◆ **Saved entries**

┄┄┄┄┄┄┄┄┄┄┄┄┄┄┄┄┄┄┄┄

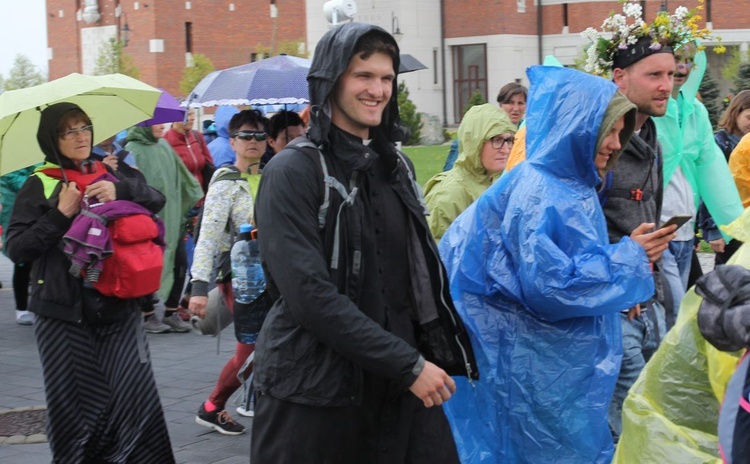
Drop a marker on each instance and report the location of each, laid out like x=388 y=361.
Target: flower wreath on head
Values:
x=621 y=32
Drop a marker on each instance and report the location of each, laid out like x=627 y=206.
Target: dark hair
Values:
x=737 y=105
x=71 y=117
x=251 y=117
x=510 y=90
x=377 y=42
x=281 y=121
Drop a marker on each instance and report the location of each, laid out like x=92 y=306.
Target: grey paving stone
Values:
x=186 y=367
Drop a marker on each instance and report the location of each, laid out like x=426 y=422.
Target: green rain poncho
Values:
x=691 y=146
x=165 y=171
x=671 y=413
x=449 y=193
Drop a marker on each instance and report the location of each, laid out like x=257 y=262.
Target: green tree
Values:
x=731 y=69
x=477 y=98
x=192 y=75
x=113 y=59
x=409 y=116
x=742 y=80
x=710 y=93
x=23 y=74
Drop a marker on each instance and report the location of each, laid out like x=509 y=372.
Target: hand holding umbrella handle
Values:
x=69 y=200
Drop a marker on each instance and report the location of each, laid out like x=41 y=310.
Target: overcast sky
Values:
x=23 y=29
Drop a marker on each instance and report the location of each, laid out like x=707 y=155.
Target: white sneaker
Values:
x=176 y=324
x=154 y=325
x=245 y=412
x=24 y=317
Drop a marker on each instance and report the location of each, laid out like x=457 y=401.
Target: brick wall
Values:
x=226 y=37
x=486 y=17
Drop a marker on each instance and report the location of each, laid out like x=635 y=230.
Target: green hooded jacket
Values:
x=166 y=172
x=449 y=193
x=687 y=140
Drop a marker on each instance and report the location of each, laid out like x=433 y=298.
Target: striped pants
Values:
x=103 y=406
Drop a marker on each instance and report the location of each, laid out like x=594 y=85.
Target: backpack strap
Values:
x=606 y=188
x=330 y=182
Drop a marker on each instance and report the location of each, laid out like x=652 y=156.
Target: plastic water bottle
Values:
x=248 y=281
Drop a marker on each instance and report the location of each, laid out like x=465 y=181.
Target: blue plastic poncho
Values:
x=539 y=289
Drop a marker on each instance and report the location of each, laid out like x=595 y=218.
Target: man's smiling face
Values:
x=362 y=93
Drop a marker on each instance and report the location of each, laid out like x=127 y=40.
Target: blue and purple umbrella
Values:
x=167 y=110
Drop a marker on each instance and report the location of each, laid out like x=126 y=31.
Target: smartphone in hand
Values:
x=680 y=220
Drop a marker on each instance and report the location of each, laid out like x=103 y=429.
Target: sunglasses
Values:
x=73 y=133
x=249 y=135
x=498 y=141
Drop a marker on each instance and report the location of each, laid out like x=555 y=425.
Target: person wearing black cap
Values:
x=354 y=358
x=631 y=193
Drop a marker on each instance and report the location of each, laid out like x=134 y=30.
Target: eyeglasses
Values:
x=498 y=141
x=73 y=133
x=249 y=135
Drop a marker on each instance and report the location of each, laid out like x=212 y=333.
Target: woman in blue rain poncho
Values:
x=539 y=287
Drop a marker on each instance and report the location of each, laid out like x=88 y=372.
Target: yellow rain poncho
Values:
x=671 y=413
x=739 y=165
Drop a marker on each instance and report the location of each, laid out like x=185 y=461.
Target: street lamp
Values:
x=395 y=30
x=91 y=12
x=336 y=10
x=125 y=31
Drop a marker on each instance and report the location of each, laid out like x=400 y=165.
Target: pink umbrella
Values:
x=167 y=110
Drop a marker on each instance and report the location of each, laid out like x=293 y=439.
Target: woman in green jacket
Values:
x=485 y=138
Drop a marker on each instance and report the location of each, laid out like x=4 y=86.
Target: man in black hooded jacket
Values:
x=354 y=358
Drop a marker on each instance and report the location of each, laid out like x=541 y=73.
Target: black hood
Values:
x=47 y=134
x=332 y=55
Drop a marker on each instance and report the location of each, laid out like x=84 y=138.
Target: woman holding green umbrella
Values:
x=102 y=401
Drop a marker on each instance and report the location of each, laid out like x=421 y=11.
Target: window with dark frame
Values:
x=189 y=37
x=469 y=75
x=434 y=66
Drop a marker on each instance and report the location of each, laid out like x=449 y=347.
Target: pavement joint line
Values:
x=23 y=439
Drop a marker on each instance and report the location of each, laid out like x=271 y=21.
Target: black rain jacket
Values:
x=317 y=340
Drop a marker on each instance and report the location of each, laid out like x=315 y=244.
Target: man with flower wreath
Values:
x=641 y=59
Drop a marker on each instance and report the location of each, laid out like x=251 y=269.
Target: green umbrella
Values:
x=113 y=102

┄┄┄┄┄┄┄┄┄┄┄┄┄┄┄┄┄┄┄┄

◆ **Work to be completed**
Every line of the data that includes the word "flower" should be copied.

◆ **Answer to the exercise**
Target: flower wreath on head
Target: man with flower wreath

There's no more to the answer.